* _MATERIAL FOR THE TASK_:
^^^^^^^^

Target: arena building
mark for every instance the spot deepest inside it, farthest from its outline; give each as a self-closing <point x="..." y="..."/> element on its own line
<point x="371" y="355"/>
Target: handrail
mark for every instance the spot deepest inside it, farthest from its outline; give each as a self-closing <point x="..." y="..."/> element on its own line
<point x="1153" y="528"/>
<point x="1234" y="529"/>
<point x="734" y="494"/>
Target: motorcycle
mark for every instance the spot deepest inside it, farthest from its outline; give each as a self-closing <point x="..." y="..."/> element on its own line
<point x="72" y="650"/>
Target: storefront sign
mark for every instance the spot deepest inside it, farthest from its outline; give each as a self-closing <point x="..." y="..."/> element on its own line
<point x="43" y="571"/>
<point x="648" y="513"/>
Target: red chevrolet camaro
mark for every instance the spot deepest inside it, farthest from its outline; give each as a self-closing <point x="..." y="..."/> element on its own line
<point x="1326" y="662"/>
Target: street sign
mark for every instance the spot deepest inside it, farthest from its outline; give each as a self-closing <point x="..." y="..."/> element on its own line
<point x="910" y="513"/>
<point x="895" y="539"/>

^^^^^^^^

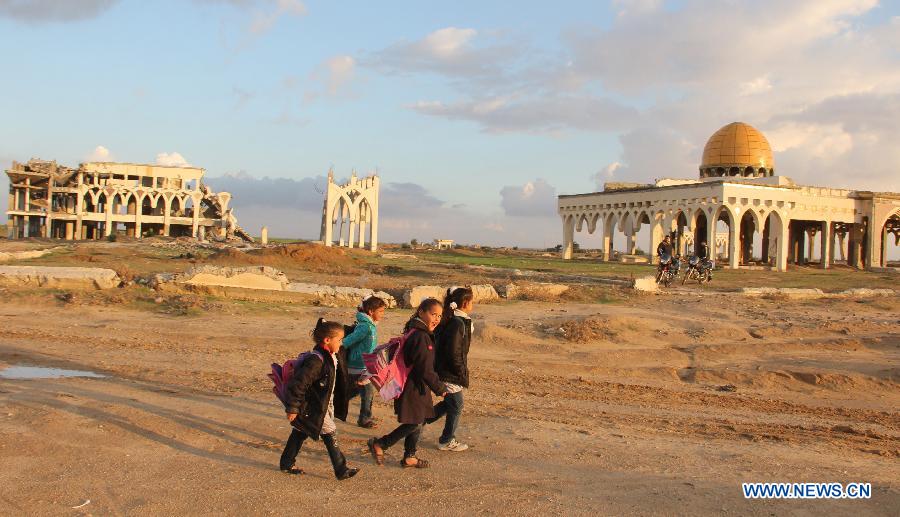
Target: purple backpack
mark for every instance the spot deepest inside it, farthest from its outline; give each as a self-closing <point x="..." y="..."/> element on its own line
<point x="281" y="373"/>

^^^^^^^^

Tally the lines in the entries above that hold the word "sign". Reply with nothing but that count.

* _ANSWER FOR THIS EXERCISE_:
2